= Beginning of Section =
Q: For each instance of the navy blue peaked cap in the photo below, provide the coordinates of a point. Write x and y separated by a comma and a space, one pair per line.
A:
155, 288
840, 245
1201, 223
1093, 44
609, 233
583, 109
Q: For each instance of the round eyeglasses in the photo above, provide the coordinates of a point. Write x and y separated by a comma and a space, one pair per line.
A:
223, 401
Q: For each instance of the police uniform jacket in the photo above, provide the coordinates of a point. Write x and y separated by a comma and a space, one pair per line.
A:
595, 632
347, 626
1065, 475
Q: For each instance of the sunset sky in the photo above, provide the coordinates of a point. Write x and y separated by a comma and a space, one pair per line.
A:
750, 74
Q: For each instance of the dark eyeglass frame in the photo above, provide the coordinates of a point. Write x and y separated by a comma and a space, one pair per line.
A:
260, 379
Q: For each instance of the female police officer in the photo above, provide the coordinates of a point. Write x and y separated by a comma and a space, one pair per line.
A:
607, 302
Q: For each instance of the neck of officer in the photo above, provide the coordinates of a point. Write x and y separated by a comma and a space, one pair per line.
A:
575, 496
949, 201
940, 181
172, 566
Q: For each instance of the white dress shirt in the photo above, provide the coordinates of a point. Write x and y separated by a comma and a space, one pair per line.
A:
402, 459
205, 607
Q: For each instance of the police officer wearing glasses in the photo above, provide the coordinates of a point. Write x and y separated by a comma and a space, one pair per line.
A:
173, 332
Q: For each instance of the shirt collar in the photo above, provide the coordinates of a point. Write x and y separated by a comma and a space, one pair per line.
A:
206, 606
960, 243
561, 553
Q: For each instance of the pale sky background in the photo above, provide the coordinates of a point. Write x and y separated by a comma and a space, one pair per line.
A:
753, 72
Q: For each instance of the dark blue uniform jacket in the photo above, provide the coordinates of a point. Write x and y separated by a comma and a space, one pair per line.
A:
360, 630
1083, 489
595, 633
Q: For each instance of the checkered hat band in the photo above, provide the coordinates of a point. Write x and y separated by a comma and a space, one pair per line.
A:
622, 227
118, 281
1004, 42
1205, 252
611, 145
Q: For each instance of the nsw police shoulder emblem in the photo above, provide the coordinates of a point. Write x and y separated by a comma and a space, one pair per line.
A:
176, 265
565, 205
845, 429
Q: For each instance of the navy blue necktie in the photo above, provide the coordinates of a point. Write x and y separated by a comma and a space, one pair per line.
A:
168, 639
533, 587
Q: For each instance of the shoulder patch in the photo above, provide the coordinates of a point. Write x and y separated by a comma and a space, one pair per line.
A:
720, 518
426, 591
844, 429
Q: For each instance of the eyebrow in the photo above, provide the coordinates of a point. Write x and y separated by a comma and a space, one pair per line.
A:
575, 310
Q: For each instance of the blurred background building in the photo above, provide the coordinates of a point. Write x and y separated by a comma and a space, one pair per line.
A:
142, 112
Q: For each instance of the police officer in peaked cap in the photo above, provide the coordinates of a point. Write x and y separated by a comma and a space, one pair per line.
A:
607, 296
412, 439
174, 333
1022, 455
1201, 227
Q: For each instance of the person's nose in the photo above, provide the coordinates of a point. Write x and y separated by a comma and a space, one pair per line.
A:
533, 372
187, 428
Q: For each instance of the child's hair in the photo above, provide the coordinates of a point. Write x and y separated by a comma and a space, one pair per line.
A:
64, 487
= End of Section =
= Beginning of Section =
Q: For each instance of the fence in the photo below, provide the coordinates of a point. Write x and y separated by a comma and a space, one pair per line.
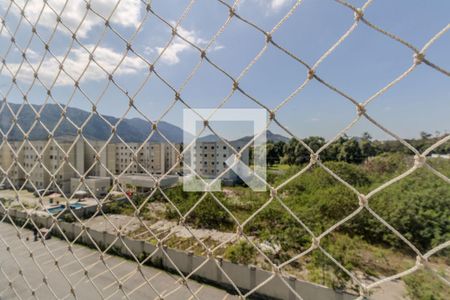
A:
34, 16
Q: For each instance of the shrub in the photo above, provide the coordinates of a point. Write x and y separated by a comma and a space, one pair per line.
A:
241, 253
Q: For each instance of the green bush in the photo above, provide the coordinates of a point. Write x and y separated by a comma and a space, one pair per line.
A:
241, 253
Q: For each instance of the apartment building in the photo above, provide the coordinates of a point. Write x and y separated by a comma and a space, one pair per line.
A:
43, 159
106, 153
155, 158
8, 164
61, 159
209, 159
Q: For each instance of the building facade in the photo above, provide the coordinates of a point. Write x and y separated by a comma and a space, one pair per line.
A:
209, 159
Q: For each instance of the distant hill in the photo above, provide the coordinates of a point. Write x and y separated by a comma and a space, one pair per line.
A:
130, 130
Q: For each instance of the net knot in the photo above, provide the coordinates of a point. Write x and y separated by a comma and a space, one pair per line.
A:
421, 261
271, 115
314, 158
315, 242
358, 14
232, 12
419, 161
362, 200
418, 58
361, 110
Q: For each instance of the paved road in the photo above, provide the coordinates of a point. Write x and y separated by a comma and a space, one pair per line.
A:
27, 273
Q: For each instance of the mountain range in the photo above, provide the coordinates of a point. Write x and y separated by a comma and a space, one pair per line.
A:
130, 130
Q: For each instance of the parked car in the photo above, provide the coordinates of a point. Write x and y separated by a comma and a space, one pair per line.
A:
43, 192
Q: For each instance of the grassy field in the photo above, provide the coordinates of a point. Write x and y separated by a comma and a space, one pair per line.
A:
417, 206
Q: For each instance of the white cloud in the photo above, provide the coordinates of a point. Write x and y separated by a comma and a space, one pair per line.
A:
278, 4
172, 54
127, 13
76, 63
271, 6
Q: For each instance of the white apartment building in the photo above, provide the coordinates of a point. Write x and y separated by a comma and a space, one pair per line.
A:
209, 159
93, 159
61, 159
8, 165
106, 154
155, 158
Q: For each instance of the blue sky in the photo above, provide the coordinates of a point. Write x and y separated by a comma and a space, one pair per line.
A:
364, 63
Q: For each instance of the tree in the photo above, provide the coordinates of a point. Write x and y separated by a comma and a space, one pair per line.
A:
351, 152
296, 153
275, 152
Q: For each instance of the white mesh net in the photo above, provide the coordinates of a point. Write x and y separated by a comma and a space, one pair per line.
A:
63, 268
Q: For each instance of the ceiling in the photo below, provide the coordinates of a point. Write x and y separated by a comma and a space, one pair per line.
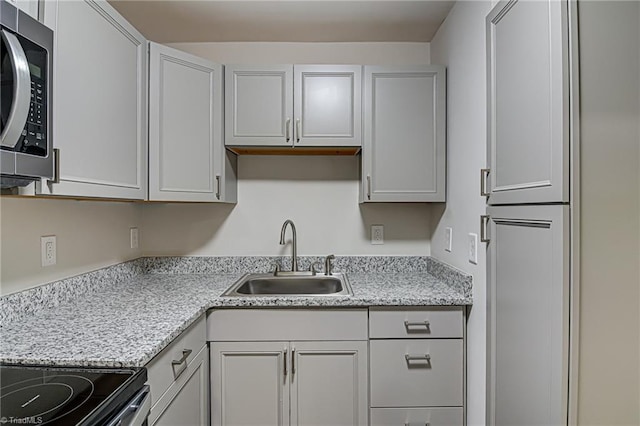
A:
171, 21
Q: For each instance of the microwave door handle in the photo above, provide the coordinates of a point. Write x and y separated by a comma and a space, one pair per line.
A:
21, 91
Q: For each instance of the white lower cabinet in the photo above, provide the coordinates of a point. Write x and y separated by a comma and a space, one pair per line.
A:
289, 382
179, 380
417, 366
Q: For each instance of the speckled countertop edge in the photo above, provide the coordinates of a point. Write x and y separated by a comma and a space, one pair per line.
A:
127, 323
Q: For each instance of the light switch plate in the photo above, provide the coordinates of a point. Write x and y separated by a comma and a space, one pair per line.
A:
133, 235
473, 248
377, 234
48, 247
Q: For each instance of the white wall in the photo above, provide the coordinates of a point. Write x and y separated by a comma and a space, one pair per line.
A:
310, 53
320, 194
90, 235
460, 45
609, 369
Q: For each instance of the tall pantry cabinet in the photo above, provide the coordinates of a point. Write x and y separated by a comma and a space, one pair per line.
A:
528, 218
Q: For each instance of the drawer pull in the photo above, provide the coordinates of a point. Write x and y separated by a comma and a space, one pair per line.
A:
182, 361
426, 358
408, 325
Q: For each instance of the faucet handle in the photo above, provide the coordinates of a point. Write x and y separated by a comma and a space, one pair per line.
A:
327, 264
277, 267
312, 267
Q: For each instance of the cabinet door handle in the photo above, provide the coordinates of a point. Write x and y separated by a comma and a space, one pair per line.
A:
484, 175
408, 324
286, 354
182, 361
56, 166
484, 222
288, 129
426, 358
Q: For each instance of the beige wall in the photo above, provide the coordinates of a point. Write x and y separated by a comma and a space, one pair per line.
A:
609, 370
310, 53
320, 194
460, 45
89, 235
= End of Section =
> **Description of the task**: For each line of the entries that contains the word "door", make a copy.

> **Solution to this exercise**:
Q: For each instance of the microwave door handle in the photo above, provide the coordinates of a point. Write x and y separated by a comma and a space, one pair per line.
Q: For each instance of the cabinet door handle in the photo above, provide the coordinates of a point. Write x and y separated by a comma and a space, one pair per line.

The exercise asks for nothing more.